◆ What is being asked:
Could you retype the records below exactly as they appear, skipping any pictures?

___ Provided records

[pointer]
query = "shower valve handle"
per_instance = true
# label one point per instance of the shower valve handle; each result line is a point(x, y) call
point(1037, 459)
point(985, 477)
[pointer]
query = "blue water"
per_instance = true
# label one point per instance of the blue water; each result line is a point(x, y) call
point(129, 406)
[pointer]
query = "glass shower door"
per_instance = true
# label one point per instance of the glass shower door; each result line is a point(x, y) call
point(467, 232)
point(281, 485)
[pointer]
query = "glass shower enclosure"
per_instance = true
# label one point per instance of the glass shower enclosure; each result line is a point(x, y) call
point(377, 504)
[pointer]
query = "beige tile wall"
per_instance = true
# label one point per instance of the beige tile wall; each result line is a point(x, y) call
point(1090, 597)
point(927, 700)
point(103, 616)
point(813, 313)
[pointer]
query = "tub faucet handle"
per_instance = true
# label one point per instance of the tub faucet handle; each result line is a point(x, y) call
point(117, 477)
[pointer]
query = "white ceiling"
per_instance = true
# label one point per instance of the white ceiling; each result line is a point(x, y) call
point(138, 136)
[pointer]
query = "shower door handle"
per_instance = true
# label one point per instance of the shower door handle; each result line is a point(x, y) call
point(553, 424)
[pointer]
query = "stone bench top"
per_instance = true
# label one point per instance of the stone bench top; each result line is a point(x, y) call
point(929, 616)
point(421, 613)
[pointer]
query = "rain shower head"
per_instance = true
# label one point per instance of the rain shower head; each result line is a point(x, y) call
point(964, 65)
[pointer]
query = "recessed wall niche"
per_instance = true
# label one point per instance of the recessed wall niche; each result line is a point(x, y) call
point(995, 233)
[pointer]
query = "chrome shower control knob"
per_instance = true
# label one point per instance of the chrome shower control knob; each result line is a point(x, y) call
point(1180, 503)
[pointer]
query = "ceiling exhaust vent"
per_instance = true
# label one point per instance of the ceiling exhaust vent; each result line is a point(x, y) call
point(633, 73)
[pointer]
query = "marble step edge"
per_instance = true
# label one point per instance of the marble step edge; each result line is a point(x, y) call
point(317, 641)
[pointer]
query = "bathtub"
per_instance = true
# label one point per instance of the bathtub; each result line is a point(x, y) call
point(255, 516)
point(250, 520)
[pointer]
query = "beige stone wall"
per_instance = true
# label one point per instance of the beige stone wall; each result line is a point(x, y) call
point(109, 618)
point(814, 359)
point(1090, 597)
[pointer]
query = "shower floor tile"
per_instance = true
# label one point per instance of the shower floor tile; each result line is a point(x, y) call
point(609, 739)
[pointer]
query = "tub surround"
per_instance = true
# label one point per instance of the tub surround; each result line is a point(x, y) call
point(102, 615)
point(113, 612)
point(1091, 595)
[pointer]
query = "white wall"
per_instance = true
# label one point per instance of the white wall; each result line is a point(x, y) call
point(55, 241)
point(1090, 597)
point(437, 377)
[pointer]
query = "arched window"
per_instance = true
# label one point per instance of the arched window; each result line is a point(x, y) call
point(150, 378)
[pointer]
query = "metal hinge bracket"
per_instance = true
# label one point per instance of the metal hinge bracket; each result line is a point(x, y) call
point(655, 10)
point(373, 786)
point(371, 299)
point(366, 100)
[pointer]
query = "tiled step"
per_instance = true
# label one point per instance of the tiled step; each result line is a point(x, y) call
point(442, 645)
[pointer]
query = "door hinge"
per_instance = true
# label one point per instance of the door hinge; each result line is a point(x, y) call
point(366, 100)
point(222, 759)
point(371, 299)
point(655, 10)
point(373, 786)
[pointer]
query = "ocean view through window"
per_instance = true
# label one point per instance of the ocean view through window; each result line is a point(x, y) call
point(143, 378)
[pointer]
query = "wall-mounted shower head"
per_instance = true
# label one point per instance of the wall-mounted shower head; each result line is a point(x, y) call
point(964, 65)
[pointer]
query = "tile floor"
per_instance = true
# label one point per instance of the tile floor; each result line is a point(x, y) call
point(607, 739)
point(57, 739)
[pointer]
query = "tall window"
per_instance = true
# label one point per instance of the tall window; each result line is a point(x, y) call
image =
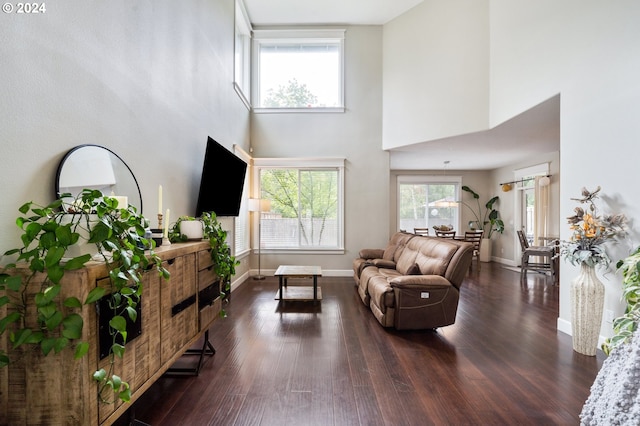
point(306, 205)
point(242, 62)
point(428, 201)
point(298, 70)
point(241, 227)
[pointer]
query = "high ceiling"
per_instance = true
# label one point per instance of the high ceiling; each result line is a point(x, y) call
point(354, 12)
point(533, 132)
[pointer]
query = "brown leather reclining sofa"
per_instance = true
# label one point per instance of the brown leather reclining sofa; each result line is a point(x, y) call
point(414, 282)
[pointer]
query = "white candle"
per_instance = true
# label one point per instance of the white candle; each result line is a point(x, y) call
point(166, 225)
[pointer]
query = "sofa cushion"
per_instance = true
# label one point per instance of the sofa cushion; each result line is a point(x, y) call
point(414, 270)
point(389, 252)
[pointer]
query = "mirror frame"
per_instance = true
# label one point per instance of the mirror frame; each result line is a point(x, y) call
point(76, 148)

______

◆ Exercise response:
[pointer]
query = "shower valve handle"
per_instance = true
# label one point per instance of the shower valve handle; each result line is a point(x, y) call
point(1037, 459)
point(985, 477)
[pointer]
query = "blue water"
per_instance = true
# label one point per instance of the blue water; each result line is a point(x, y) call
point(129, 406)
[pointer]
query = "glass shower door"
per_instance = true
# label one point per instance of the glass shower door; each result line is a point(x, y) call
point(467, 232)
point(281, 485)
[pointer]
query = "glass shower enclosure"
per_instance = true
# label one point per instance of the glass shower enclosure; each result line is a point(x, y) call
point(377, 504)
[pointer]
query = "beige tile wall"
per_instance = true
# label one point per instance of the beige tile wall; each result line is a point(x, y) call
point(1090, 597)
point(927, 700)
point(103, 616)
point(813, 313)
[pointer]
query = "tub faucet handle"
per_instance = true
# label one point per instance of the tub faucet handle; each result line is a point(x, y) call
point(117, 477)
[pointer]
query = "white ceiling"
per_instance = true
# label one point per instance of the white ceiling; each result line is a point(x, y) call
point(138, 136)
[pointer]
query = "shower door handle"
per_instance = true
# label one point per instance of the shower door handle; each result line is a point(x, y) call
point(553, 424)
[pointer]
query = "stone bench top"
per_instance = true
# label one point per instance of the stone bench top; each result line is a point(x, y) call
point(929, 616)
point(421, 613)
[pointer]
query = "rain shower head"
per_instance = true
# label one point per instance of the rain shower head; each result line is a point(x, y) call
point(964, 65)
[pointer]
query = "recessed wall niche"
per_instance = true
# label one point per instance of the recessed wall niche; each result line is a point(x, y) call
point(995, 233)
[pointer]
query = "chrome shower control knob"
per_instance = true
# label one point per instance of the chrome shower control knob; each result line is a point(x, y) call
point(1180, 503)
[pointer]
query = "ceiling exhaust vent"
per_instance = true
# label one point per instance of the ceiling exhaust vent; each result line is a point(x, y) call
point(633, 73)
[pointer]
query = "marble step edge"
per_instance = true
# label one point per instance of the marble step edge; each result line is a point(x, y) call
point(317, 641)
[pointer]
query = "bathtub"
per_instance = true
# label one point per instance of the bathtub; each result line is a point(x, y) call
point(255, 516)
point(250, 520)
[pointer]
query = "beige stone wall"
per_instance = true
# label one point per instance of the beige stone wall; each result line is a point(x, y) call
point(109, 618)
point(814, 359)
point(1090, 597)
[pointer]
query = "shower floor tile"
per_instance = true
# label one point per instance of the shower floor tile; each result line is a point(x, y) call
point(609, 739)
[pointer]
query = "tub surround"
per_instance = true
# label one point per instance of the tub surround; each result line is a point(x, y) call
point(102, 615)
point(113, 612)
point(1091, 595)
[pointer]
query = "white wall"
per_instance = true
# label one point per instance of the white wall; each result line is a point(x, y) call
point(55, 241)
point(1090, 597)
point(437, 377)
[pointer]
query = "arched window"
per_instance = true
# label one point per instance of the arched window; each result line is a point(x, y) call
point(150, 378)
[pointer]
query = "metal hinge bracket"
per_instance = true
# label one point per instance of the metal hinge bracket; each result line is a point(x, y) call
point(655, 10)
point(373, 786)
point(371, 299)
point(366, 100)
[pointer]
query = "tiled step"
per_instance = true
# label one point per instance of the tiled step; each result line is a point(x, y) call
point(442, 645)
[pointer]
query = "door hinge"
per_instance = true
# label one point per instance of the door hinge; each result line is a point(x, y) call
point(366, 100)
point(222, 759)
point(371, 299)
point(655, 10)
point(373, 786)
[pointer]
query = "ocean view through window"
per_instance = true
# label one point per instance of the ocean view through window; each result line is a point(x, y) call
point(143, 378)
[pointer]
query = "wall-mounted shower head"
per_instance = true
# label one point per instance of the wall-mounted shower head; each result line is a point(x, y) call
point(964, 65)
[pointer]
query = "tile floor"
per_instance = true
# label one point per instance of the tile floor; each result line is a point(x, y) call
point(607, 739)
point(57, 739)
[pointer]
query = "tall window"
per_instance = true
# label one point per instance of the tall window; each result line is a point(x, y) call
image =
point(306, 205)
point(242, 62)
point(428, 201)
point(298, 70)
point(241, 227)
[pointer]
query = "high ceiling"
per_instance = true
# label one point per instance of the high ceiling; each result line is a point(x, y) call
point(354, 12)
point(533, 132)
[pointer]
query = "brown leather reclining sofa"
per_instance = true
# label one point per instance of the brown leather reclining sofa; each result line is a point(x, y) call
point(414, 282)
[pointer]
query = "white candle"
per_instance = true
# label one point per instance of the white candle; each result line is a point(x, y) call
point(166, 225)
[pointer]
query = "sofa cushion"
per_instance = true
# label one point per instance of the sofa cushion; each result line is a point(x, y) call
point(414, 270)
point(389, 252)
[pointer]
query = "mirror frame"
per_instance = true
# label one point per instance of the mirror frame; each result line is a point(x, y) call
point(76, 148)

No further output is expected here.